We stood off Portsmouth for two or three days in a small New Zealand liner called the Monowai. Then the engines started up just after midnight and we were on our way at long last. My Beach Group was part of the 3rd Canadian Infantry Division.

About seven miles from JUNO beach we transferred onto smaller boats, mostly tank landing craft, and we were packed like sardines. I remember a Canadian soldier being hit by my side and going head first into the water as we left the boat. I can remember now – I stopped to shout at him that if he stayed like that he would drown, but of course he was dead. We ran ashore and dug a hole to get our breath and then started to help clear the beach and get things off the ships, such as ammunition, petrol and boxes of rations.

Those of us in the Beach Group wore white rings around our steel helmets to denote that we were working on the beach. I remember most of the morning being sniped at from a church tower. The sniper hit a fellow by me from the Liverpool Irish and medics took him to the Field Dressing Station. I remember him coming to speak to me full of morphine and the orderlies coming to look for him to get him back to the hospital ship.

--

## Requirement 1:
Answer these about the Juno Beach account:
(a) What was the name of the liner that stood off Portsmouth?
(b) About how far from JUNO beach did the transfer onto smaller boats take place?
(c) What did members of the Beach Group wear around their steel helmets?
## Requirement 2:
Please copy word for word the passage in the Juno Beach account that opens with the words containing "We stood off" and closes with "Canadian Infantry Division.".
## Requirement 3:
Go on with the Juno Beach account, starting after its final sentence.
The listing after this comes from a different source.

Saved entries:
--

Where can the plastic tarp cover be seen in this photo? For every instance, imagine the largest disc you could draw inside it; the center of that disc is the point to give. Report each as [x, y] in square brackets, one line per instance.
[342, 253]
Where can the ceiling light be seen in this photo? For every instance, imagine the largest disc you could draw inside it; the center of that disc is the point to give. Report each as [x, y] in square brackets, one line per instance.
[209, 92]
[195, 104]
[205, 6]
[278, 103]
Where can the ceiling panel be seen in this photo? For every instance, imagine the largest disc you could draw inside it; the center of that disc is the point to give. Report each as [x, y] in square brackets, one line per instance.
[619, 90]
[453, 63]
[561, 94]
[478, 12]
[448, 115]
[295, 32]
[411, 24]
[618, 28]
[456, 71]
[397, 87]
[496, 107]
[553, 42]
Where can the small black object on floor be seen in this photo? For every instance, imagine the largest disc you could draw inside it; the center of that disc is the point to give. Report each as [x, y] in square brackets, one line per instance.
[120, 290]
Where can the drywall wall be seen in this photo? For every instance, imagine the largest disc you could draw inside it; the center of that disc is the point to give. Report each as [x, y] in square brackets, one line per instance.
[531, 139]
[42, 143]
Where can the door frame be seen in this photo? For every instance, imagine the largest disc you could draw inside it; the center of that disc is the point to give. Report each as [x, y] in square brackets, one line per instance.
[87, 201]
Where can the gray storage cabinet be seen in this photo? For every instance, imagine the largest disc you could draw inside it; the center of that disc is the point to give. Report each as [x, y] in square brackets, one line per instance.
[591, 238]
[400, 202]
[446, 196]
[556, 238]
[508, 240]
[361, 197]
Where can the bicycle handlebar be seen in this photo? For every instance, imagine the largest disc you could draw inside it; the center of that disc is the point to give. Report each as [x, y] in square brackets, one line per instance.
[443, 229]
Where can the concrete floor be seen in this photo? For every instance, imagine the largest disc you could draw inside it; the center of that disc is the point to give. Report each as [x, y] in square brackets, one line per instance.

--

## Response area 1:
(a) The Monowai
(b) About seven miles
(c) White rings

## Response area 2:
We stood off Portsmouth for two or three days in a small New Zealand liner called the Monowai. Then the engines started up just after midnight and we were on our way at long last. My Beach Group was part of the 3rd Canadian Infantry Division.

## Response area 3:
Later that night the beach loudspeaker said, ‘Rest as much as you can, because the tide is too far out for any more ships to come in.’ I looked about for somewhere safe to lie down and found a place in the sand where a tank had come along. I lay down and watched the flash of shells and incendiaries overhead. I had been lying down for about half an hour when the loudspeaker came on again, saying that no-one should lie in tank tracks as two men had just been killed by late-moving vehicles. By this time D-Day was over and it was the start of another day.